======== Material for this task
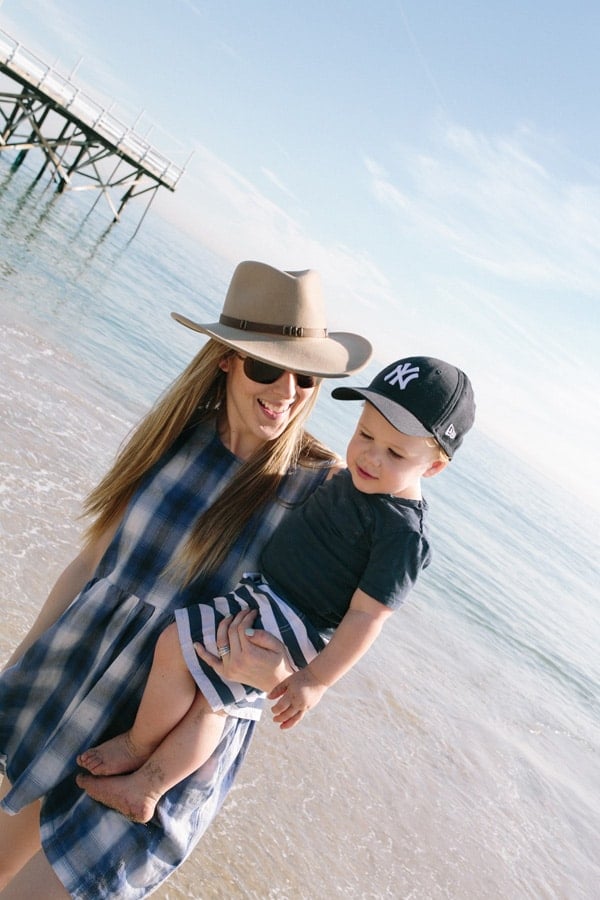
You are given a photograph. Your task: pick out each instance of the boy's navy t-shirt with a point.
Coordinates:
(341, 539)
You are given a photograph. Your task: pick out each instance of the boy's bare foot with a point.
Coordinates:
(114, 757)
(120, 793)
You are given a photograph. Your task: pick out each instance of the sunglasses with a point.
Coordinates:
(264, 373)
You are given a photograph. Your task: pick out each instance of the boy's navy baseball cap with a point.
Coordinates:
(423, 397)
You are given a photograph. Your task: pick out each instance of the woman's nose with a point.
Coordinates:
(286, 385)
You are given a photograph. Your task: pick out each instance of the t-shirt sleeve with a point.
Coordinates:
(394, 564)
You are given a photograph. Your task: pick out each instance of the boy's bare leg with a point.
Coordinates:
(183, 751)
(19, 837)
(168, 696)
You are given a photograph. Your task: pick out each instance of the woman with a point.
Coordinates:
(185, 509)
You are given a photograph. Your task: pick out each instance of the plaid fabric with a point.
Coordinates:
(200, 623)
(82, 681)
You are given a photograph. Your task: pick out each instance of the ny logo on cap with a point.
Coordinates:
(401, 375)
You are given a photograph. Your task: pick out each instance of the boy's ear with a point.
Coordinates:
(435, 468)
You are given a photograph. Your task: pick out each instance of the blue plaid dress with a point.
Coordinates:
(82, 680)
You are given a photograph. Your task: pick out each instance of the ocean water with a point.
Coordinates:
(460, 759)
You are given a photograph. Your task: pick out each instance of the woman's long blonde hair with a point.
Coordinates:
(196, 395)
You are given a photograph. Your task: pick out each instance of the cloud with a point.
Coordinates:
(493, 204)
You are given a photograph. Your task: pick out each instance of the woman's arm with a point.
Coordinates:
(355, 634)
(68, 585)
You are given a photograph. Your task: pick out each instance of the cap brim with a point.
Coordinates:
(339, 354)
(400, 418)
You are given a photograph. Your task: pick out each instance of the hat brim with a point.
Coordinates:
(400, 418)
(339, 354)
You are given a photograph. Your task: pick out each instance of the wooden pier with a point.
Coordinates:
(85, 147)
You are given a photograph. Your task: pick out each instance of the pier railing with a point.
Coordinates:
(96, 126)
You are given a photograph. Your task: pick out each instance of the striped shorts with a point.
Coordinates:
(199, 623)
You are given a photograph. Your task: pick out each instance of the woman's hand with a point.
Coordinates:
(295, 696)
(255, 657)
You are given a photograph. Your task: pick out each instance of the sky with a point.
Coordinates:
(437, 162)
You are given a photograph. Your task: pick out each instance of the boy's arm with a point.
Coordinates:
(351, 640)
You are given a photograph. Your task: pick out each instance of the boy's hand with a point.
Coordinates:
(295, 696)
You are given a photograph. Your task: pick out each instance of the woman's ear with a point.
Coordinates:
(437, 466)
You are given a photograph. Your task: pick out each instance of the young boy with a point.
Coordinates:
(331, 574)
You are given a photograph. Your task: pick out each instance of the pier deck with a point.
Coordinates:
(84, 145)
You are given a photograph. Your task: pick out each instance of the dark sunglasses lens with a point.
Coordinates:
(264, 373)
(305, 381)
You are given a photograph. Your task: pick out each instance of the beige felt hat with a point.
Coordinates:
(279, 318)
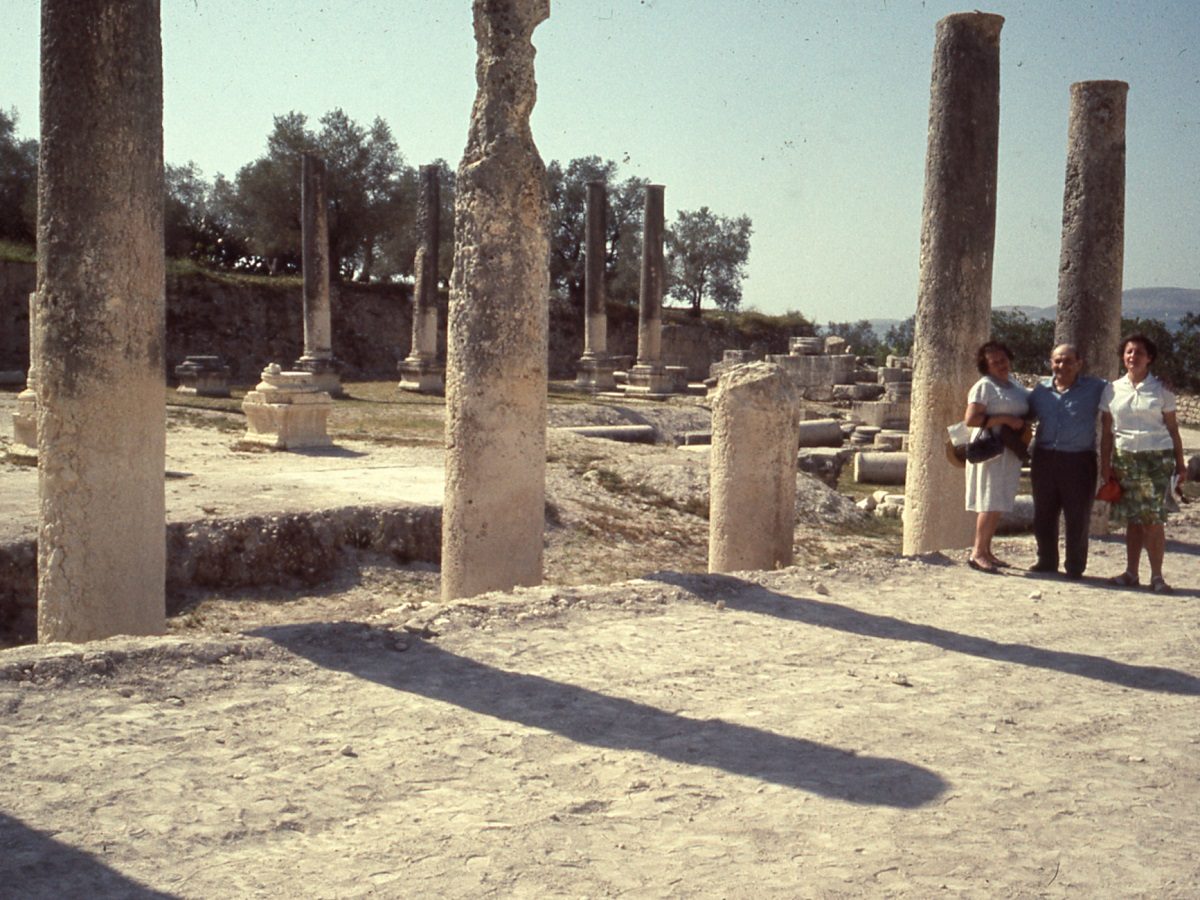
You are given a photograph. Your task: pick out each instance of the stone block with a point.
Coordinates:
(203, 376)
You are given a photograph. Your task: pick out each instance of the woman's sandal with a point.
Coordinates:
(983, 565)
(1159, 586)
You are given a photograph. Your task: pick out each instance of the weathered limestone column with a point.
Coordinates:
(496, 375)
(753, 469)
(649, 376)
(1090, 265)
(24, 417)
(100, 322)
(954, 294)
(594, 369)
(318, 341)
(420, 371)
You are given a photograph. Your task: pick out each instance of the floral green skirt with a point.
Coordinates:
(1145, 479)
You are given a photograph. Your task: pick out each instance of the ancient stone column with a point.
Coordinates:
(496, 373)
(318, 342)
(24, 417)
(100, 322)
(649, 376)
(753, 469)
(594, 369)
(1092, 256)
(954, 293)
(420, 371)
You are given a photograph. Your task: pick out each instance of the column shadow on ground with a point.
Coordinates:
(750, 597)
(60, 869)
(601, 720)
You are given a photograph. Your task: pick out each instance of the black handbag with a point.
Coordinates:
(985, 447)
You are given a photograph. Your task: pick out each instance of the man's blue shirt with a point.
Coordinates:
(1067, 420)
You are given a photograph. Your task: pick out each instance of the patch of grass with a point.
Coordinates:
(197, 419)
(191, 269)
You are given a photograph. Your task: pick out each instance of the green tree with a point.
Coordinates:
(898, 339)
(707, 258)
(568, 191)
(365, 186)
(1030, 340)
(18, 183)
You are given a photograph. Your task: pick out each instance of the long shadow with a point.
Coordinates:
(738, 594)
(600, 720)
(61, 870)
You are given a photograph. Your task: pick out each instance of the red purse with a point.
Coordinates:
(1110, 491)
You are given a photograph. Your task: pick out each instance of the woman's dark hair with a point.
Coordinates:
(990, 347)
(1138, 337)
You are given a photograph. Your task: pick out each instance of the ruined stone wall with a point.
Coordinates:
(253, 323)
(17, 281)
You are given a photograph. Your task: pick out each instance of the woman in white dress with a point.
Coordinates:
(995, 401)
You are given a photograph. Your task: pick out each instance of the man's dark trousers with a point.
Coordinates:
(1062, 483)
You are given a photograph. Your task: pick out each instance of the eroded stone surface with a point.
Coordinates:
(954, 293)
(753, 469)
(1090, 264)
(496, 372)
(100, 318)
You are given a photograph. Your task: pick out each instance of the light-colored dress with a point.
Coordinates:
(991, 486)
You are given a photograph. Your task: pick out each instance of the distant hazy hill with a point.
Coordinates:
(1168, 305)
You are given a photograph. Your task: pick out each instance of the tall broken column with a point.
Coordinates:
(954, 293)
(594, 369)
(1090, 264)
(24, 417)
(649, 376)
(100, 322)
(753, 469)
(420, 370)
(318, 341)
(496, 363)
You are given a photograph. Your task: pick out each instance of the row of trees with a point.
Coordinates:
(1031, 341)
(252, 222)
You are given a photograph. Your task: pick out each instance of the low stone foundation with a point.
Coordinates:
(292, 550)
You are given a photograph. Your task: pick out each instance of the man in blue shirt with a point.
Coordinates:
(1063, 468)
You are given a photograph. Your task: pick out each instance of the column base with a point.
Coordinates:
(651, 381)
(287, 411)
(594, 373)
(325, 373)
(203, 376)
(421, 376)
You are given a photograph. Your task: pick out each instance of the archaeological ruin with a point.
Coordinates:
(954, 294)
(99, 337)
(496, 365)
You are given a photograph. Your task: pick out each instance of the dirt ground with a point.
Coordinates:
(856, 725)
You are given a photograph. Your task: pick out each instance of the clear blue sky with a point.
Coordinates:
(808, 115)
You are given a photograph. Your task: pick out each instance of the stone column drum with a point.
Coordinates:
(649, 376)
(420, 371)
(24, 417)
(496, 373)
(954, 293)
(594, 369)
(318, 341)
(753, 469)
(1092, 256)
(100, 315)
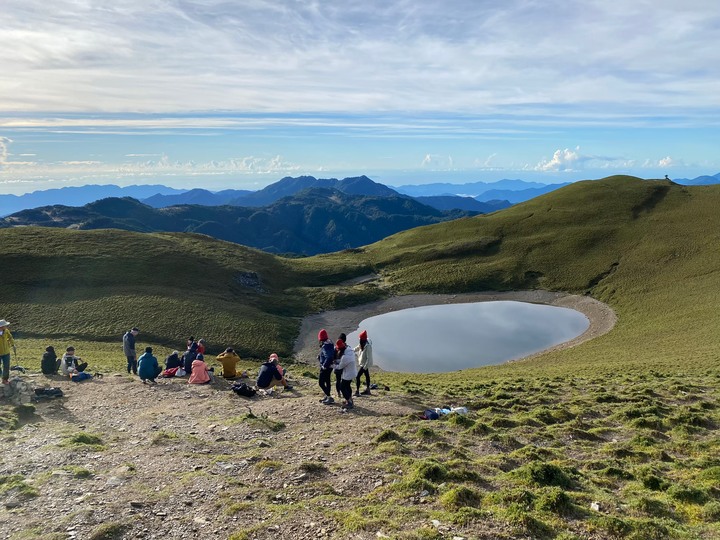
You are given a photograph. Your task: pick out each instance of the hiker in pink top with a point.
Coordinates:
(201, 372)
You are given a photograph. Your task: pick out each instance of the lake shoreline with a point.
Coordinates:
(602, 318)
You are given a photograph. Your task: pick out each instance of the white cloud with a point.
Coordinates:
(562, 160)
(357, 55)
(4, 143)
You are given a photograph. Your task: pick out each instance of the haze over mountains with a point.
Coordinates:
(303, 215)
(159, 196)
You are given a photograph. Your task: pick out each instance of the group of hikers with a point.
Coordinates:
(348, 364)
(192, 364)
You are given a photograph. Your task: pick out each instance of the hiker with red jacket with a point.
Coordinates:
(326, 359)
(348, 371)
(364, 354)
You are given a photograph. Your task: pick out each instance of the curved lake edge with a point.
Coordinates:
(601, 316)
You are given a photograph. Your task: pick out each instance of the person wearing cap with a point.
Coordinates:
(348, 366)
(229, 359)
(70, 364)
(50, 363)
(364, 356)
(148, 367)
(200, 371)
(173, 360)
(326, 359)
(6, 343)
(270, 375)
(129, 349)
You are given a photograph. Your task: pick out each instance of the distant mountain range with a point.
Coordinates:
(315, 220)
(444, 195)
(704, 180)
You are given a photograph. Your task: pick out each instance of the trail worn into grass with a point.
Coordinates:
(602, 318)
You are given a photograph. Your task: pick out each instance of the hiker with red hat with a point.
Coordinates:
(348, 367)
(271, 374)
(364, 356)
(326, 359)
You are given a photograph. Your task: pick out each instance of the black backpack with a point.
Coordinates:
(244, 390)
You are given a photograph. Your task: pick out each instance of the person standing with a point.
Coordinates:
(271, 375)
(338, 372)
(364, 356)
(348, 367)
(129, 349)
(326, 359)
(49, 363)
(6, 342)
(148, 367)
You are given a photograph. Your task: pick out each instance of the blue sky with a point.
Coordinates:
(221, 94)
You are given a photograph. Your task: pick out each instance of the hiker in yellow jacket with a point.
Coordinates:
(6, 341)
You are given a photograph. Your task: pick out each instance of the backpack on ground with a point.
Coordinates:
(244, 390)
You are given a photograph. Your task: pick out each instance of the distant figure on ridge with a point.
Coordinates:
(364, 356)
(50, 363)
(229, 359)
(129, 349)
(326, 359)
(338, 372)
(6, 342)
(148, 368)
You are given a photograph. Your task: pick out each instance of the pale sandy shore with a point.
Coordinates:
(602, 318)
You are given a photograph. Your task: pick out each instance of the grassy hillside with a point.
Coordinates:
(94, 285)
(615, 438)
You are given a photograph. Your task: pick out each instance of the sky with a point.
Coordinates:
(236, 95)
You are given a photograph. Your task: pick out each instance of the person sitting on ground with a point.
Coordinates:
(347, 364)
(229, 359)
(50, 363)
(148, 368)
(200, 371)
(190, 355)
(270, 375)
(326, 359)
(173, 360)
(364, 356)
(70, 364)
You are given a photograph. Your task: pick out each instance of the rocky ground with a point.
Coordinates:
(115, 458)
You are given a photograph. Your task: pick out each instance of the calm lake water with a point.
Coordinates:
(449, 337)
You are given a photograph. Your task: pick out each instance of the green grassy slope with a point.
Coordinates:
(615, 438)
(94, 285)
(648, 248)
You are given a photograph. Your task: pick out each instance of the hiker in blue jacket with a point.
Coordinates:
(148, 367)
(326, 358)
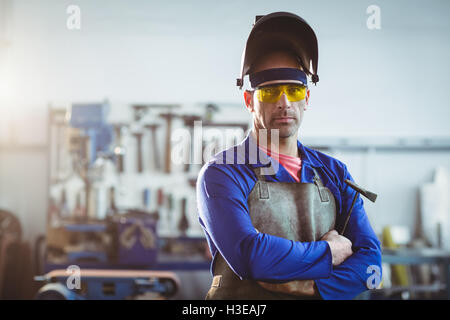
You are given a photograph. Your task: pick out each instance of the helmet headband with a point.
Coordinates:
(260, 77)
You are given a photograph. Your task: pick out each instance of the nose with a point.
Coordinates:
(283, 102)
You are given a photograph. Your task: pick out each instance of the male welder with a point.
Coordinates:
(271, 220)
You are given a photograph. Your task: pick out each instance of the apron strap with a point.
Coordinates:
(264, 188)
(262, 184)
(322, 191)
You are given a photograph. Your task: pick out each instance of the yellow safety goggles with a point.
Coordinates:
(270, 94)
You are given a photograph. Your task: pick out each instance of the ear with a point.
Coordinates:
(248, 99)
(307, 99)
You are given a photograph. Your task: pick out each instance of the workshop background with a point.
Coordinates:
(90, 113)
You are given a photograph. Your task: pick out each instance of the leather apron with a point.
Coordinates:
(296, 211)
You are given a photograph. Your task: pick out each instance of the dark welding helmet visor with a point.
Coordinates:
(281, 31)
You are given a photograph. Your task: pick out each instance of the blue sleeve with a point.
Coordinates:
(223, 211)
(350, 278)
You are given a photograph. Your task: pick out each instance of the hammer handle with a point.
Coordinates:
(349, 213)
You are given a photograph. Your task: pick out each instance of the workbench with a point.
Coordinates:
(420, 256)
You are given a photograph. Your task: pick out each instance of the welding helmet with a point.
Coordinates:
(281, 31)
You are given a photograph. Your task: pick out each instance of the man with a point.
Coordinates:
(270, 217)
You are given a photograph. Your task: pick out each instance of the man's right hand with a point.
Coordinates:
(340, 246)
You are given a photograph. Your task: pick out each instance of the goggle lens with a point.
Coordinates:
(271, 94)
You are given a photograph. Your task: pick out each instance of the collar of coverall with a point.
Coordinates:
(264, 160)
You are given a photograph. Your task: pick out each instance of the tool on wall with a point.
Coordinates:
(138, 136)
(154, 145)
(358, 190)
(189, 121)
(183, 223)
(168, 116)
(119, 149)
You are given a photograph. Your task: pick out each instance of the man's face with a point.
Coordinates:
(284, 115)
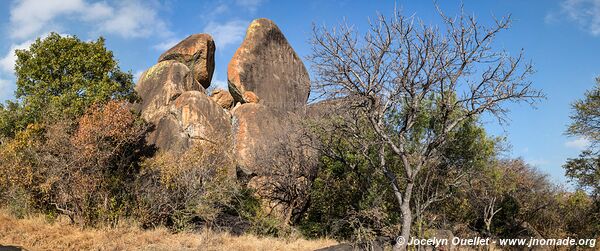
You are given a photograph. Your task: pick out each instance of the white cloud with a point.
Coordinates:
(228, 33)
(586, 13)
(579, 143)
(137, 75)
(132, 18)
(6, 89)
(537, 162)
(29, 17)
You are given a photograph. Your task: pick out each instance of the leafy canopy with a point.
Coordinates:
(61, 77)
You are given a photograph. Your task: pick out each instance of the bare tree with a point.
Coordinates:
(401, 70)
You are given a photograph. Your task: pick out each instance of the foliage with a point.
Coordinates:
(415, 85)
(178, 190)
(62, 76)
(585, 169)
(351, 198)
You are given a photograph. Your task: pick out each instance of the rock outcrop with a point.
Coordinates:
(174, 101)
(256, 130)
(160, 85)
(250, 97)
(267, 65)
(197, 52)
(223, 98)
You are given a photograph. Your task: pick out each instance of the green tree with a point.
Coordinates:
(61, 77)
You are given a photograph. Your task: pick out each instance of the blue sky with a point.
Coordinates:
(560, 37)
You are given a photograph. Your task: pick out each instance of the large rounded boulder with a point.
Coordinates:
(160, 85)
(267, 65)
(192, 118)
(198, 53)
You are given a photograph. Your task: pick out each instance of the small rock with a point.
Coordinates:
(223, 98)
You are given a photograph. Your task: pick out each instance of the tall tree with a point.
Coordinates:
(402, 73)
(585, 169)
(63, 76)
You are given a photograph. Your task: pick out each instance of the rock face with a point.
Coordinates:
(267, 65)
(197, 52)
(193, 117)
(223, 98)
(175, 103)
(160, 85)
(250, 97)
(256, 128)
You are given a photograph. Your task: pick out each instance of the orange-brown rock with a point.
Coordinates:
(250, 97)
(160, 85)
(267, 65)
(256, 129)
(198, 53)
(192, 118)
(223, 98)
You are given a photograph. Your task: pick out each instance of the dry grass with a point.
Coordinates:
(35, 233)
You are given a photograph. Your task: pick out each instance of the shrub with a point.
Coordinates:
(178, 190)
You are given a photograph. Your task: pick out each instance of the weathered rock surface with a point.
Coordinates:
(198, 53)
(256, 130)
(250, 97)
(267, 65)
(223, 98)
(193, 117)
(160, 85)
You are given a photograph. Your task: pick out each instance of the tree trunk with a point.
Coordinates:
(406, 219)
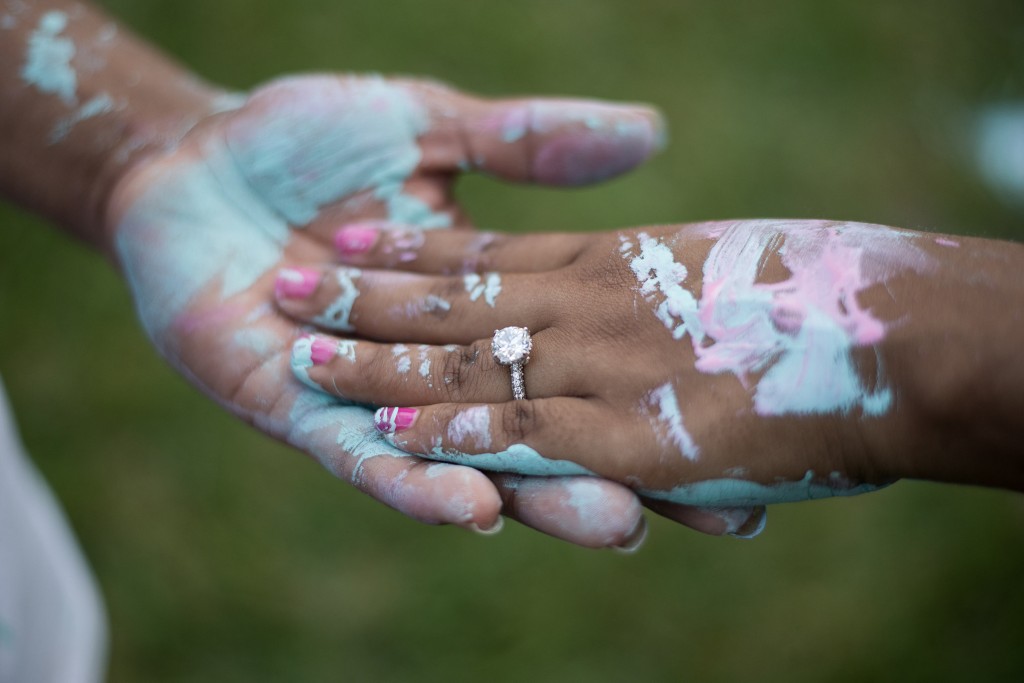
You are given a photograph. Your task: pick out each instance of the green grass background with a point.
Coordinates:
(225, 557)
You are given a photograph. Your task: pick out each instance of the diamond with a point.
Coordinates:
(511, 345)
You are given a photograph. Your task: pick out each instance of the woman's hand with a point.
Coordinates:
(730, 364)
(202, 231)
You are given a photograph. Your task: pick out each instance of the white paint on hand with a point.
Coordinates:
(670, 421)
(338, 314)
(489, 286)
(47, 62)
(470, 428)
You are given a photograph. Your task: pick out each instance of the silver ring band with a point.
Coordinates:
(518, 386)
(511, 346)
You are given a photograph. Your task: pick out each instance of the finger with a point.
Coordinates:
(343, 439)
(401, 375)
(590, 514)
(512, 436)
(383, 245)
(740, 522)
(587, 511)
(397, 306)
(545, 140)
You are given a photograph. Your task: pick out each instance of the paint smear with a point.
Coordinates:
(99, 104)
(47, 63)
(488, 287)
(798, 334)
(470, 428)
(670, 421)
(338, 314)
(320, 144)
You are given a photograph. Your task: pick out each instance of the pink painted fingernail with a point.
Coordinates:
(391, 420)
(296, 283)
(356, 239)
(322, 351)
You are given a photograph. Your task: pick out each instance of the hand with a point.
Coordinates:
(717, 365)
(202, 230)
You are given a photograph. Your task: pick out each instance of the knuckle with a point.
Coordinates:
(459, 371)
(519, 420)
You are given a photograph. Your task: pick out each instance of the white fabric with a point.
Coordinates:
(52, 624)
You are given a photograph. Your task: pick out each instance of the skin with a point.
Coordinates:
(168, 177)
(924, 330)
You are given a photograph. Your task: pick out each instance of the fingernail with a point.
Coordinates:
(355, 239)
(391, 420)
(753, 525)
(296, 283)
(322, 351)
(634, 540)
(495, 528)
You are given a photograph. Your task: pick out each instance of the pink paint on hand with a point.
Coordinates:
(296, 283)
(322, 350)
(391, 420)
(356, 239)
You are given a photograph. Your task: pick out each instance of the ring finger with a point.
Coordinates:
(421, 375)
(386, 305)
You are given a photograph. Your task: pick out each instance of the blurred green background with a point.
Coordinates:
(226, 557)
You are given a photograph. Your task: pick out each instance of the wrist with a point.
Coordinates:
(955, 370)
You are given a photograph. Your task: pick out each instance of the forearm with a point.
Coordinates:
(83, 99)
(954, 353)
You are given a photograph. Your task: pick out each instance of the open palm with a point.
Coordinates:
================
What is needed: Scan the lines above, and whenever one holds the string "helmet", copy it.

Exercise answer:
You are given a photograph. Your task: pick out each instance of the helmet headband with a point.
You are given a photograph. Your task: pick out each instance of the dark welding helmet visor with a point.
You are given a photograph. Your task: pick out each instance of the welding helmet with a point.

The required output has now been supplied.